* [Provided text]:
------------------------------------------------------------------------

I've long been of the opinion that the number of great works in anime is a relatively constant thing from year to year. But as I noted in my previous feature, Thirty Years Ago: The Best Anime of 1986, the amount of new anime titles produced is now at so high a point that its sustainability is in question. When there's something like 70 titles airing this season alone—before you leave a comment noting the amount of titles covered in the Preview Guide is about half that please note that I'm accounting for continuing series, shorts, and the like—it'll be interesting to see what from 2016 is still remembered by the middle of the century…or come next year, for that matter!

The thing about discussing anime of the 1980s is that, relatively speaking, only a small contingent of fans from that era are still active online in anime fan circles to weigh in. By contrast, the 1990s coincide with the childhoods of many Internet-savvy geeks out there, but remember: many current anime fans weren't even alive back then! So let's now look back to some of the noteworthy anime titles released 20 years ago, in 1996. Once again, this isn't meant to be anything close to a comprehensive listing, and much as I would personally be more than happy to only focus on works of highly dubious merit such as MD Geist II: Death Force, Apocalypse Zero, Bounty Hunter: The Hard, Battle Arena Toshinden, Panzer Dragoon, Voltage Fighter Gowcaizer, and those crazy Ninja Turtles OAVs where they get Saint Seiya armor…truth be told, that stuff has been thoroughly mined by online video critics.

------------------------------------------------------------------------

* [Given exercise A]: Please identify every line in the rows that contains the string "distant", matching its case exactly.
The anime retrospective has no connection to the rows that come after it.

* [Point-based annotation rows]:

------------------------------------------------------------------------

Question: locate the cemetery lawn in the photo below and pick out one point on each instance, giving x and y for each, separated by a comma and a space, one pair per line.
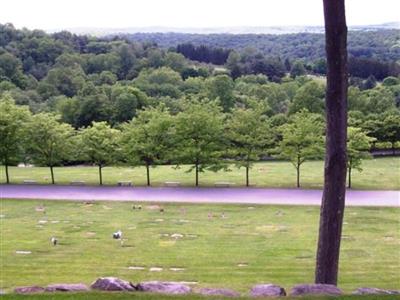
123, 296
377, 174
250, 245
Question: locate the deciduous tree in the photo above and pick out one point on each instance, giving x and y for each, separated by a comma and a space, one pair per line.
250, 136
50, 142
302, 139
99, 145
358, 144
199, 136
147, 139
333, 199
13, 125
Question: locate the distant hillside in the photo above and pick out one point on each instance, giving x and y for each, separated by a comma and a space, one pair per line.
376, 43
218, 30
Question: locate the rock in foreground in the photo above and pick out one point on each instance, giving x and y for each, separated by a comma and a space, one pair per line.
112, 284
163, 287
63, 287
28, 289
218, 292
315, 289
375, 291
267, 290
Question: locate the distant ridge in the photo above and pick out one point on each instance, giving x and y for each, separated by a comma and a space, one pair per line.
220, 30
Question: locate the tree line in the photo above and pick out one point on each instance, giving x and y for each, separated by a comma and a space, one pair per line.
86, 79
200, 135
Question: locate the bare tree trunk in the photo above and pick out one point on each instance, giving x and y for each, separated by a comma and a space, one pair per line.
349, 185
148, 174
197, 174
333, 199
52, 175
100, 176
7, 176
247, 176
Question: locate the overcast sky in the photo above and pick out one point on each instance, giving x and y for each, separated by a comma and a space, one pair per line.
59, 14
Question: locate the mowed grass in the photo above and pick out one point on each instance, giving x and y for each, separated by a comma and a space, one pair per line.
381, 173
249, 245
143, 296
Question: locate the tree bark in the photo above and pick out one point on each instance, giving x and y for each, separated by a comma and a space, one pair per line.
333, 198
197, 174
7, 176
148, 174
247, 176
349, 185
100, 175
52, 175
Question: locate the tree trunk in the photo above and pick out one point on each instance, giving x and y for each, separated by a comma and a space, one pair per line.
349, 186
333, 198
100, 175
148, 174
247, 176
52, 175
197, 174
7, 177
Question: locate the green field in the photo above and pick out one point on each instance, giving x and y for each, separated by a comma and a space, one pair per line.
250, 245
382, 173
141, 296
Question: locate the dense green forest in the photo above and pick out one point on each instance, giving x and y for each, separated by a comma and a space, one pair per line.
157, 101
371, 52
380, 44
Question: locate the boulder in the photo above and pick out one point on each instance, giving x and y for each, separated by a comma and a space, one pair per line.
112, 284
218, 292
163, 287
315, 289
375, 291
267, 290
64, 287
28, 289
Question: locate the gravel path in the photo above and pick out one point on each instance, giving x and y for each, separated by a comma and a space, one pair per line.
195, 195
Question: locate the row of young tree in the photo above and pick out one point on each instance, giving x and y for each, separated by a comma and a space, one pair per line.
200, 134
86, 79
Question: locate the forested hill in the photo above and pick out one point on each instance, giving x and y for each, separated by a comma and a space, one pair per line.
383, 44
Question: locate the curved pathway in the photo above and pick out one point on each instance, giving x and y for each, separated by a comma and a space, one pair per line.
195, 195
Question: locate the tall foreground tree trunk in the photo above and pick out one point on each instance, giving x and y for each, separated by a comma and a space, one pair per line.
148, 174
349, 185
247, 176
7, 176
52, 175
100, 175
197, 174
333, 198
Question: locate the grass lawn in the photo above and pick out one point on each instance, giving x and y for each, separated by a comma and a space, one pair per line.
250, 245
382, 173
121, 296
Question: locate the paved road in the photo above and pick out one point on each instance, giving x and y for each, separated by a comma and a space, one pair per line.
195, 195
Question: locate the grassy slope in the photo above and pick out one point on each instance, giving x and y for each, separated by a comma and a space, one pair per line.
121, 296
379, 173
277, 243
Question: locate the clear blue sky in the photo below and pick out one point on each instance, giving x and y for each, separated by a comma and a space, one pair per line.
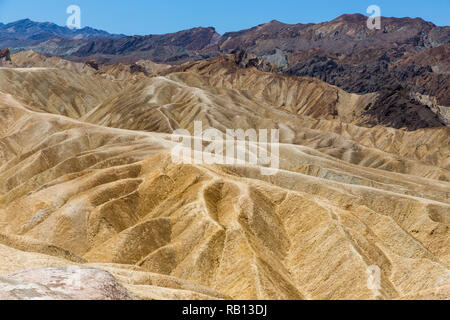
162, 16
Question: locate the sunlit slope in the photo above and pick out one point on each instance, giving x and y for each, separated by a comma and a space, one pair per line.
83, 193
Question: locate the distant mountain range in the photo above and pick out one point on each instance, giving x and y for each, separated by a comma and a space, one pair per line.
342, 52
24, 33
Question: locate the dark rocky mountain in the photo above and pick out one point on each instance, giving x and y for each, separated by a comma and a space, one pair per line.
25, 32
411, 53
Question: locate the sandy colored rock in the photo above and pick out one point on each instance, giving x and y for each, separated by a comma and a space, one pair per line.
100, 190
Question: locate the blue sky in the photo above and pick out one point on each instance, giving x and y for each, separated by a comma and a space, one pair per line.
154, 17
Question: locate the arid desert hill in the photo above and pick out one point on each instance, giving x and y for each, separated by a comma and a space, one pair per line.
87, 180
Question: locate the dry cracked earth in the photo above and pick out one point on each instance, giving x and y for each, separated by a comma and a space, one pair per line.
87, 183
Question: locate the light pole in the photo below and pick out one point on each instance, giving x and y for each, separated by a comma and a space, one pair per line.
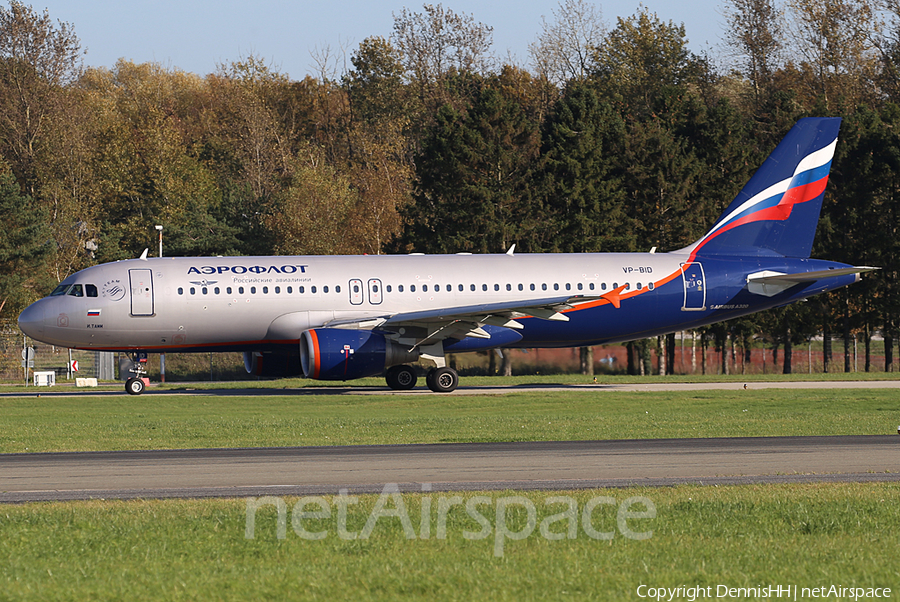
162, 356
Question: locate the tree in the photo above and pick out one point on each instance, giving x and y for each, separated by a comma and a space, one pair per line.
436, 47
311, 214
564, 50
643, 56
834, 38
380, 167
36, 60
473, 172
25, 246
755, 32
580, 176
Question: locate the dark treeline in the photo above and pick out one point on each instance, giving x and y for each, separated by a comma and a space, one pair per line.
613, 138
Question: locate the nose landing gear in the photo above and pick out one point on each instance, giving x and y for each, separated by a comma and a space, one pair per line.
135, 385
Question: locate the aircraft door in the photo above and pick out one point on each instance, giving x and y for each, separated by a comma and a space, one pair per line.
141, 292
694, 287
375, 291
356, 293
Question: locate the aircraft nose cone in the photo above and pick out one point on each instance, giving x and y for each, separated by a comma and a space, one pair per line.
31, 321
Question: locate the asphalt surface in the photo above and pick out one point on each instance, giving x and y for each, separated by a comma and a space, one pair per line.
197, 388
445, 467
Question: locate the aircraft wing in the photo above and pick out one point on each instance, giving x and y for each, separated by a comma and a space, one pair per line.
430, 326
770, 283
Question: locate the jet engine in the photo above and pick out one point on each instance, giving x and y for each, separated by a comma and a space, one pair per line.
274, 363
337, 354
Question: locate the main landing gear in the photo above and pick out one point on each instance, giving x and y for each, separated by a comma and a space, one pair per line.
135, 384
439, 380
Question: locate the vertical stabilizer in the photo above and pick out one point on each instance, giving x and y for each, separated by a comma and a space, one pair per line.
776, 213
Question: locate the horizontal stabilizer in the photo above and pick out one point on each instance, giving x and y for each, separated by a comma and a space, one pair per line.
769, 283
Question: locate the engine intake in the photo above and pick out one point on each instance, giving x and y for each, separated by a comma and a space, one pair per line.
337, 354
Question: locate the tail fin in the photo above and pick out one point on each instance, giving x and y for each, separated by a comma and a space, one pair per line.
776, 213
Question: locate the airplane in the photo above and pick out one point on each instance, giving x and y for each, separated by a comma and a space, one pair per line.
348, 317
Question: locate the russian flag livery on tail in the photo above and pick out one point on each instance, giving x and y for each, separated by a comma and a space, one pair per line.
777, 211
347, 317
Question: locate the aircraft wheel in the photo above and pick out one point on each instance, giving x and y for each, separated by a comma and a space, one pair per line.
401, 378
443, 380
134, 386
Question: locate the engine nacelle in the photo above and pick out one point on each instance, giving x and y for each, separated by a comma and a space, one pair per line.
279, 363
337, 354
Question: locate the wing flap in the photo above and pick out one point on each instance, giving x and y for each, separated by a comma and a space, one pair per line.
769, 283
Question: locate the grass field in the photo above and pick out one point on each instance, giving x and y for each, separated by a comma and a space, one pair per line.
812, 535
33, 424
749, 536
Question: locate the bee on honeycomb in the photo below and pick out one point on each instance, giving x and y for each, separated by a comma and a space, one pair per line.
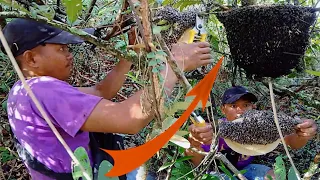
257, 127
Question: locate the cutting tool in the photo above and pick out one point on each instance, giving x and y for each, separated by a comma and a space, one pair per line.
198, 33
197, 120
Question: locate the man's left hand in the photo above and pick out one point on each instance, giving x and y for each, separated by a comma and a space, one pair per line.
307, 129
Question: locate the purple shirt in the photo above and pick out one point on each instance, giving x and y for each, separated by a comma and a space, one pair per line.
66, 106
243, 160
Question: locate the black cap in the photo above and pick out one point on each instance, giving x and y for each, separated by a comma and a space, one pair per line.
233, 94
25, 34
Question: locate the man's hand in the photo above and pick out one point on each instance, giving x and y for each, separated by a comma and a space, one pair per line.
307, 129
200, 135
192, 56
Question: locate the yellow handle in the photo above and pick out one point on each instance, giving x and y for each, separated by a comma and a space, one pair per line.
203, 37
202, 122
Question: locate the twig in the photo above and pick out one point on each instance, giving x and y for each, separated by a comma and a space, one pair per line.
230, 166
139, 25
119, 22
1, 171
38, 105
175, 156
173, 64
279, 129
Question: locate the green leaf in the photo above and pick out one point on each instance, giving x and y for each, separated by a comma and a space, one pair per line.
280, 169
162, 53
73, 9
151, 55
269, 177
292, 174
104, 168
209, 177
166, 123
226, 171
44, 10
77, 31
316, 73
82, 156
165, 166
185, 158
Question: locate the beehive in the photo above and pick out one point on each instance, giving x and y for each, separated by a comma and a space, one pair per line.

------------------------------------------------------------------------

* [Given exercise B]: Write what comes next in the retrospective on anime from 1996, picking up after its last sentence.

* [Output A]:
Question: locate the distant hillside in the photo above and pick out one point on each instance, giving x and y for each, separated by a comma and a space, one pair per line.
Question: locate the distant ridge in the photo above and pick out one point on each instance, giving x and y for each, separated by a comma and a space, one pair per line.
Question: locate the distant mountain range in the photo above and pick out one point on each instance, giving x and y for each, separated by a comma and a space, one pair per line.

* [Output B]:
One of the most enduring anime titles of 1996 started right near the beginning of it, on January 10th. Rurouni Kenshin was the hot title in Japan's top-selling manga anthology publication, Weekly Shonen Jump, during the era where its circulation was at its all-time highest point. The Meiji-era tale of a former assassin looking to atone for his violent past was a sensation both in Japan and America, with deliberate efforts made towards crafting its aesthetics and story to appeal to both male as well as female audiences; an approach which Jump has continued to refine to this day. A vital success for then-fledgling Sony Pictures Entertainment Visual Works Inc. (known nowadays as Aniplex Inc.), Kenshin was also used to promote Sony musical acts such as the debuting TM Revolution, who continues to be heard in anime theme songs to this day. The television series may have ultimately succumbed to the “terrible filler arc” syndrome that so many of these shows fall victim to, but in 1996 Kenshin was the undisputed king of the shonen action hill. I hope that doesn't earn me the ire of any Dragon Ball GT or Bakuso Kyodai Let's & Go! fans, since those also started in 1996!

The Vision of Escaflowne was another major hit from 1996, the enduring fan nostalgia for which helped pave the way for that fancy new crowdfunded Blu-Ray set from FUNimation. Released on April 2nd, the secret of Escaflowne's success was that it offered “something for everybody,” combining elements of classic shojo, shonen, fantasy, and science fiction with top-notch visuals and a soundtrack by Yoko Kanno that helped establish the phrase “soundtrack by Yoko Kanno” as a key selling point. The practice of ticking off as many otaku checkboxes as possible to maximize the fan base is an approach that Sunrise and its offshoots like BONES have since kept to over the years, with varying degrees of success. Robots, sorcery, swords, demi-humans, romantic love triangles, dudes with wings—hey, WAIT A SECOND, this is just Shoji Kawamori's version of Yoshiyuki Tomino's Byston Well saga! Come to think of it, Garzey's Wing ALSO came out in 1996, didn't it? Nobody besides Tomino seems interested in pursuing stories set in the fantasy / mecha hybrid landscape of Byston Well, but the same can't be said of his most enduring creation...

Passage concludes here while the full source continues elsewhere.